Written exercise a => Please rescale the records starting with the line that contains "pin: open car" and going on through the end of the records, writing all those lines out again with requests included and every answer coordinate multiplied by 2.5 and rounded to a whole number, halves up. Keep the requests and their sample layouts unchanged.

Extract provided =>

On Fri, Oct 16, 2020 at 03:17:16PM +0300, Dmitry Gutov wrote:
On 16.10.2020 11:25, Marcel Ventosa wrote:

Perhaps. Transitional solutions go both ways though. A cursory glance at
Reddit's Emacs group is enough to notice not only ignorance of the
philosophy behind GNU, but quite recurrent mockery of what it stands
for. Usually in the form of deriding RMS. For the most recent example,
one user comments under abrochard's survey post: "So, will you be
censoring the survey to maintain ideological purity, like rms
insisted?", to which abrochard responds: "I agree with you. The
discussion around Melpa is a big factor as to why the survey is
happening in parallel to the gnu project."

Do you think the "mockery" is entirely without merit?

It's not even so much real mockery as probably the only way the user could describe the conflict.

When a survey purposefully omits a well-known and popular option, it is going to discount a sizable portion of our community, and ignore a project that has done a lot to popularize Emacs over the years.

I think it's both insulting to its developers, and stinks of thought police. Far from the idea of user freedom I hope to expect from GNU and FSF.

I'm not saying the obfuscation is purposeful either in the case of
`MELPA' imitating the name of the existing `GNU ELPA', or of Adrien
calling his survey *The* Emacs User survey", but what I do think is that
all non-GNU initiatives that affect perception of GNU, particularly the
ones that clearly do not share the GNU philosophy (the survey referred
to `GNU/Linux' as `Linux', for example), would seem much more
transparent if they were very clearly and visibly labeled as unofficial.
My hope, of course, would be that these initiatives could respect the
GNU philosophy, even if they did not share it.

Calling it "THE Emacs User survey" is perhaps unfortunate. But likewise it is unfortunate how Emacs leadership does little to follow the external, "unofficial" polls.

A survey doesn't have to be "the official GNU survey" to be useful.

I totally agree. I have contributed (and almost maintain) some melpa
packages that have been abandoned by their creators. It is not possible
to add them to elpa because most of the contributors are not active
anymore or are hard to contact, or just don't care at all. This doesn't
mean that they are "bad" or "dangerous" packages just because they can't
follow the paperwork. And that doesn't mean that I should rewrite all
the code just to avoid including the other authors to add them to
elpa. That would be unethical.
Some melpa packages like LSP, magit, elpy are basically the only
alternative the users have to make emacs useful for their
purposes. While others like helm, use-package, evil are essential for a
huge part of the users.

At the end anyone can use, read the code, distribute and improve that
code... so it is free independently of what a piece of paper says (or
don't say) and closing the code will just kill the packages.

Reject using melpa for ideological reasons means that the users won't
have alternatives for their work and emacs will become like a useless
tool for a big part of our community; whitout melpa many users will go
for more "useful" alternatives that really steal their freedom like
VSCode or Atom... because they need to have the work done any way.

Written exercise b => In the mailing-list exchange about MELPA, which two editors are named as "useful" alternatives that really steal users' freedom?

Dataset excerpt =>
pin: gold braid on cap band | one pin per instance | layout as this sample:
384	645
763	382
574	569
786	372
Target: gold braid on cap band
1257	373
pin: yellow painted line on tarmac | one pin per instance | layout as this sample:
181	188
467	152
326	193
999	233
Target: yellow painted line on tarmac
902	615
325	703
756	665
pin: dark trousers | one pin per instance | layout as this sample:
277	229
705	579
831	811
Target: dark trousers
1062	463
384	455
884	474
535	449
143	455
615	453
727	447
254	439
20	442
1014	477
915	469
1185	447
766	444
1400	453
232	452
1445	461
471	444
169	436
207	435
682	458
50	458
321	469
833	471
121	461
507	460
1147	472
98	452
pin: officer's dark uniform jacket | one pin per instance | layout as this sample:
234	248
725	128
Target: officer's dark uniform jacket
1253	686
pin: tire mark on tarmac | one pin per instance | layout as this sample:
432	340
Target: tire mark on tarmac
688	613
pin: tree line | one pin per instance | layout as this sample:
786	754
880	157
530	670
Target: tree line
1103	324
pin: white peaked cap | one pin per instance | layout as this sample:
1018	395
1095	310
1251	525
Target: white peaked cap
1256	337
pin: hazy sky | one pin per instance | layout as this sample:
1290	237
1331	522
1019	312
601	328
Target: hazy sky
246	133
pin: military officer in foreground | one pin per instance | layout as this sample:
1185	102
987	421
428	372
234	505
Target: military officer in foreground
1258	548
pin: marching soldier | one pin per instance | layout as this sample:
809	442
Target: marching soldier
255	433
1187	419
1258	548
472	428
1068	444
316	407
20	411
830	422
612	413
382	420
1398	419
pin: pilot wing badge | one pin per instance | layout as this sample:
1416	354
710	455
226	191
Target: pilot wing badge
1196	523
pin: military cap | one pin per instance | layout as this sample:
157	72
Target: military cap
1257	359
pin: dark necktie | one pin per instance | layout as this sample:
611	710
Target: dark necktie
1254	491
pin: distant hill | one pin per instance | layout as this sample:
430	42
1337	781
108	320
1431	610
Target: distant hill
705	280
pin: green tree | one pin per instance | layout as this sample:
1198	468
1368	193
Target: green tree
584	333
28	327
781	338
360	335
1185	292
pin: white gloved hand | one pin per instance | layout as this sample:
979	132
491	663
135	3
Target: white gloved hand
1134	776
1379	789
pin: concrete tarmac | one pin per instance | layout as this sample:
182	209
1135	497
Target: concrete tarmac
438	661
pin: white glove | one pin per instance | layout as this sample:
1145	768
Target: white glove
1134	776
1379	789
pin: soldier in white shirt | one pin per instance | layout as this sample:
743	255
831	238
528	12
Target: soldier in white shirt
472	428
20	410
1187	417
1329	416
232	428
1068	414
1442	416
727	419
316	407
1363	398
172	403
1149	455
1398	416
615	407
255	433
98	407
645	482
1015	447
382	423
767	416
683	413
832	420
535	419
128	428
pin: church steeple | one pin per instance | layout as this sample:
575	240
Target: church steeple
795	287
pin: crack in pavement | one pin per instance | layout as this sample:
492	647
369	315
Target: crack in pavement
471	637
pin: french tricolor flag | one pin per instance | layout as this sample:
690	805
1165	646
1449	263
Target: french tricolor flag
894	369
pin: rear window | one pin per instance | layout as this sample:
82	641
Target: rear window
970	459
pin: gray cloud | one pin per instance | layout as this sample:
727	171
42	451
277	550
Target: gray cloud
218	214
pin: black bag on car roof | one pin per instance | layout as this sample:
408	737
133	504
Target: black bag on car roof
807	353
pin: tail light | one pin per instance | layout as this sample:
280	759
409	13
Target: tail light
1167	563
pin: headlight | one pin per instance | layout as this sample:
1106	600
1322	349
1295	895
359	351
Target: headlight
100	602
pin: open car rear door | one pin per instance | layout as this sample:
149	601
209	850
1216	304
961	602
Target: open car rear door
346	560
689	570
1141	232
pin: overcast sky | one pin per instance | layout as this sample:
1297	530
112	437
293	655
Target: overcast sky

Task output a =>
pin: open car rear door | one pin per instance | layout as this sample:
149	601
209	850
1216	304
961	602
Target: open car rear door
865	1400
1723	1425
2853	580
pin: overcast sky | one pin per instance | layout as this sample:
1297	530
112	437
293	655
Target: overcast sky

Task output b => VSCode and Atom.